- **What you should do**
Nothing but the lines from the one containing "Where can the white marble" through the last line should be written out, please, exactly as they stand.

--- BEGIN Material shown ---

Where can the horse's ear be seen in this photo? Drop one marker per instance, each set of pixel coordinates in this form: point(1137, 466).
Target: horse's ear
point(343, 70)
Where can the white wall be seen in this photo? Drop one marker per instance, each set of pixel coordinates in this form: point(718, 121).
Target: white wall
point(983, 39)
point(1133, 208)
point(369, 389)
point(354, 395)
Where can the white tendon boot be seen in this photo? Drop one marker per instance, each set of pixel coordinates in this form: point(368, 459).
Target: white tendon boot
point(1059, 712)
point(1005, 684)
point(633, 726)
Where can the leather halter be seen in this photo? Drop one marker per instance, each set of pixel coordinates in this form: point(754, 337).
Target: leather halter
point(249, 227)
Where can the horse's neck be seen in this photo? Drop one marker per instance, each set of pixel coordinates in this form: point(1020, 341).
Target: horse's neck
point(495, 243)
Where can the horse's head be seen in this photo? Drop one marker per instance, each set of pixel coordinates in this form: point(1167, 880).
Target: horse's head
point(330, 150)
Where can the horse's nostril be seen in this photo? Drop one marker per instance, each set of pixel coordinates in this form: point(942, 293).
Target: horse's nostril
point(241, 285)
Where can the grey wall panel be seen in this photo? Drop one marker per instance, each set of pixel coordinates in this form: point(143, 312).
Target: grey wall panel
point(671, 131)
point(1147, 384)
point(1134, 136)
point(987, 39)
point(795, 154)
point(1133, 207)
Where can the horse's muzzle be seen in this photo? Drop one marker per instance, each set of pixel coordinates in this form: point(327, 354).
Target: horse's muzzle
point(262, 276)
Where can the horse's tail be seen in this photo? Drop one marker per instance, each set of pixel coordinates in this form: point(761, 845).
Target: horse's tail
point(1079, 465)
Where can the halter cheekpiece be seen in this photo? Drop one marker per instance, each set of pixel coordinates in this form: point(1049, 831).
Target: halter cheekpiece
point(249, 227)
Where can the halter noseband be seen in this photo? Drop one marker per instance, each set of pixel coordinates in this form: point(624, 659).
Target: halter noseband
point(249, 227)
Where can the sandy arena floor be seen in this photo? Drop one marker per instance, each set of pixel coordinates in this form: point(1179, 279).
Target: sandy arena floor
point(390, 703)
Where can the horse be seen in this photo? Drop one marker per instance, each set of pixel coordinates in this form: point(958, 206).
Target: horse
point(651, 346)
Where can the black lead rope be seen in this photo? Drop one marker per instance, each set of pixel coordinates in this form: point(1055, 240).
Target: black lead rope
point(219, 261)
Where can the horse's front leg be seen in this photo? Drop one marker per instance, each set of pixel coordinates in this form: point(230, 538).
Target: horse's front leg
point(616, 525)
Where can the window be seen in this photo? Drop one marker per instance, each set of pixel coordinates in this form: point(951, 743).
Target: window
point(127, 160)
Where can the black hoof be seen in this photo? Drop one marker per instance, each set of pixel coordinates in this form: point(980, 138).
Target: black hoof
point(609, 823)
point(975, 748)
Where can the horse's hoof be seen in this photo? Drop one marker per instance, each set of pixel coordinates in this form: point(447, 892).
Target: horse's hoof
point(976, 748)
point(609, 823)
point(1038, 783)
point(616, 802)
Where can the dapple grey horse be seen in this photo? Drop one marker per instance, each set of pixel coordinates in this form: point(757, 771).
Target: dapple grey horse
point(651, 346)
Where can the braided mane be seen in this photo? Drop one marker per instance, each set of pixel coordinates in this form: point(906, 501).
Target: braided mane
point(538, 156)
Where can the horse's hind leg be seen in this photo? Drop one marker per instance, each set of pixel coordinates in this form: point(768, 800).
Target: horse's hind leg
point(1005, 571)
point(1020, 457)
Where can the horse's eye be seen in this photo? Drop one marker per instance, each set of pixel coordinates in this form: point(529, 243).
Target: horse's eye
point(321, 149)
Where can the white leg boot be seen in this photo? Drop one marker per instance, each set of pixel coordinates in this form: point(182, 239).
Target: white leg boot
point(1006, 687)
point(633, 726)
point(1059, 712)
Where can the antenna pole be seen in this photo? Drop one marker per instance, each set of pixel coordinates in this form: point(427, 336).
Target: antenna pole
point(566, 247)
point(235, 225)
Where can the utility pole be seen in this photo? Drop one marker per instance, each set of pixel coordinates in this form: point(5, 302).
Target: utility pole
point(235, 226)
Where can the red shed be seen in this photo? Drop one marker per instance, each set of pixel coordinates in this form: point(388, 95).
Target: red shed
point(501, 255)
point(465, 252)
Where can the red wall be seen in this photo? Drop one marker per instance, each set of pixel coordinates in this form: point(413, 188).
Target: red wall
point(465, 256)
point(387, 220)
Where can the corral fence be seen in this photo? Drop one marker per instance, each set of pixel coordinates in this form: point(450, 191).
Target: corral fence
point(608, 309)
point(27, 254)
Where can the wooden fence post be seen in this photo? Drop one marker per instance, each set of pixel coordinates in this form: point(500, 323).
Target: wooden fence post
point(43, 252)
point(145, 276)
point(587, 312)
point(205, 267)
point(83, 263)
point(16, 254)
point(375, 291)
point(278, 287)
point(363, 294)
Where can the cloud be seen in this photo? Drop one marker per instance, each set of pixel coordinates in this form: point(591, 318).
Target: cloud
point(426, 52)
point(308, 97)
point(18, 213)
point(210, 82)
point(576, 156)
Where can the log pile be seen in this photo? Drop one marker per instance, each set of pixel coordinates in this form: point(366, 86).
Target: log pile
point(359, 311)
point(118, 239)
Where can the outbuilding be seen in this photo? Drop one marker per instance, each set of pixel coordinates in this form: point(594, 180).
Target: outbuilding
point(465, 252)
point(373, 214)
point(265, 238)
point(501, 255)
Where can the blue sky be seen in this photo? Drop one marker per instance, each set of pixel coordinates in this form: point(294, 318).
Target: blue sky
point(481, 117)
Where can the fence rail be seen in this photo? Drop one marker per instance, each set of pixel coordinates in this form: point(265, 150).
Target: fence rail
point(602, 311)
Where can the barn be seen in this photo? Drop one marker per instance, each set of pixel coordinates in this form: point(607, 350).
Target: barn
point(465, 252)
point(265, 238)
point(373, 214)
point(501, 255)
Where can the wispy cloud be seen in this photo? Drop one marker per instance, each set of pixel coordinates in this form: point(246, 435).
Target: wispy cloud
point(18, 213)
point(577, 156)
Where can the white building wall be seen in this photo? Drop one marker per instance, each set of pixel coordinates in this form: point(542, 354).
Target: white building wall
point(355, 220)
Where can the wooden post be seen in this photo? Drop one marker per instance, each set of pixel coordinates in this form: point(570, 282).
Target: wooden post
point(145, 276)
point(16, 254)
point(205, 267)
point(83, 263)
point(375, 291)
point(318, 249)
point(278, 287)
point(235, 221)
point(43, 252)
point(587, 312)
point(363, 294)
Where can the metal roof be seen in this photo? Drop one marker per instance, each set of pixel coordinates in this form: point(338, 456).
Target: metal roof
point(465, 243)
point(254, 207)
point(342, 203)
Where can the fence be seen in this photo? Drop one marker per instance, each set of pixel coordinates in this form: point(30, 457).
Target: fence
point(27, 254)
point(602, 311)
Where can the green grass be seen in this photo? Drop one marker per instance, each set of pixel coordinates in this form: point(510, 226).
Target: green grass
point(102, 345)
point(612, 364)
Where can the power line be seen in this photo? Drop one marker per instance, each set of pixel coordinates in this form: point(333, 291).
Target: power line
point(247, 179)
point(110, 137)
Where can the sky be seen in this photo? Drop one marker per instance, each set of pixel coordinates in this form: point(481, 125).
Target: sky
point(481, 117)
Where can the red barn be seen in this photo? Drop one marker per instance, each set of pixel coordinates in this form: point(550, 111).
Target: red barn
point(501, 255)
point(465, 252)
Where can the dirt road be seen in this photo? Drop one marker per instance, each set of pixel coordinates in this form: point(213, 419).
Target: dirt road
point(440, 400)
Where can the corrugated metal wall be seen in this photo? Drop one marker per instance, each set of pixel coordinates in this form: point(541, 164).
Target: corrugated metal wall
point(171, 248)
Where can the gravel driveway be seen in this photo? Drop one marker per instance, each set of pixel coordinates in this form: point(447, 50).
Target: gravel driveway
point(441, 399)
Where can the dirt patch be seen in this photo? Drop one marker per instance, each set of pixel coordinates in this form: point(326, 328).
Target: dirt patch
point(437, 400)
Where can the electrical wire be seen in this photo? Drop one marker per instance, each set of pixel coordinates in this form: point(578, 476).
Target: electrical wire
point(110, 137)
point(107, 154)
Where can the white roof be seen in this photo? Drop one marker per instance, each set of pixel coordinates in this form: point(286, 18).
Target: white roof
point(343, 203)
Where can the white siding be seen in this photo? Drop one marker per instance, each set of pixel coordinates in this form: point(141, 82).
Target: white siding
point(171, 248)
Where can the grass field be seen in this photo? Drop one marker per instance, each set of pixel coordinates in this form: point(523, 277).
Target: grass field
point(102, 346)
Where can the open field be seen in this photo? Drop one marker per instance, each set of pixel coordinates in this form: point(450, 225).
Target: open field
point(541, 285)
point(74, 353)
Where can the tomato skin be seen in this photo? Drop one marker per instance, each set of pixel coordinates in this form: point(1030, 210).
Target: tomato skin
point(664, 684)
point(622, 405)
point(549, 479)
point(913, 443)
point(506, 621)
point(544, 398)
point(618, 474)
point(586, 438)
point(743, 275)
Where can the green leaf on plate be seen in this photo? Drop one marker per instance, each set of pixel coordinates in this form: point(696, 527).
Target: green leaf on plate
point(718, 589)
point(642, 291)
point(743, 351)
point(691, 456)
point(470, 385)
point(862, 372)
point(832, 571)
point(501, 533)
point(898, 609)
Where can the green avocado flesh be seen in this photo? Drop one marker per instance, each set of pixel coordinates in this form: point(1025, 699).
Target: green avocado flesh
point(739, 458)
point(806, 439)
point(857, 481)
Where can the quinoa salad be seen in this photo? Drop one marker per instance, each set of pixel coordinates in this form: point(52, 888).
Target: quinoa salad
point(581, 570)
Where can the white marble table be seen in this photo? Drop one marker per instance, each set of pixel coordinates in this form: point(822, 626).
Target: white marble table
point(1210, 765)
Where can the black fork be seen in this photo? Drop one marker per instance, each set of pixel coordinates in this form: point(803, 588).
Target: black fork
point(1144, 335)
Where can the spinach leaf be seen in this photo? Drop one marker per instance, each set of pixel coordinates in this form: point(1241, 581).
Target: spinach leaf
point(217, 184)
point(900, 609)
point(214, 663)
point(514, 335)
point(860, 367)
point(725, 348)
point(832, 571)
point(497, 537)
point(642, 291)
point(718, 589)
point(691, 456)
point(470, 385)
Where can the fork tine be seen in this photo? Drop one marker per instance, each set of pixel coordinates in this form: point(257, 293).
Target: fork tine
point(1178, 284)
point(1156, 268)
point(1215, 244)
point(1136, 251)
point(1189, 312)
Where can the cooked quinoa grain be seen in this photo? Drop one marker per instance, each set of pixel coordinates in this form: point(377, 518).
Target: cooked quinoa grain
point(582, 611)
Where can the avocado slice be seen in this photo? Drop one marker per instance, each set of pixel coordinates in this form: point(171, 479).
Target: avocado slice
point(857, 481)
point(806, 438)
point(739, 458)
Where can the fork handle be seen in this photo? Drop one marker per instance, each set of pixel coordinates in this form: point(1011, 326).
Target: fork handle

--- END Material shown ---

- **Completed exercise**
Where can the white marble table be seen in this photo? Drop one marker per instance, each set of pixel coordinates in this form: point(822, 626).
Target: white marble table
point(1210, 765)
Where can the black fork be seen in this photo? Drop one marker per instance, each set of pixel coordinates in this form: point(803, 588).
Target: black fork
point(1144, 335)
Where can the spinach leaf be seen in this photo? Drop one marker per instance, each set of pixel coordinates in this form: point(1241, 581).
Target: spinach leaf
point(217, 184)
point(900, 609)
point(214, 663)
point(514, 335)
point(860, 367)
point(725, 348)
point(832, 571)
point(497, 537)
point(642, 291)
point(718, 589)
point(691, 456)
point(470, 385)
Where can the fork tine be seen in this photo? Drop one marker per instance, each set of pixel coordinates in this form: point(257, 293).
Target: fork tine
point(1178, 284)
point(1156, 268)
point(1215, 244)
point(1136, 251)
point(1189, 312)
Where can the cooked quinoa grain be seen in this photo? Drop one marker per instance, each set of pixel coordinates in this form: point(377, 518).
Target: cooked quinoa grain
point(582, 611)
Where can the avocado slice be seen in this photo? Drop one marker per instance, each set of pixel coordinates in this form: point(171, 479).
Target: avocado slice
point(857, 481)
point(806, 438)
point(739, 458)
Where can the fork handle be seen in this photo? Drop one marker per instance, each set of pixel coordinates in this form: point(1011, 326).
Target: fork handle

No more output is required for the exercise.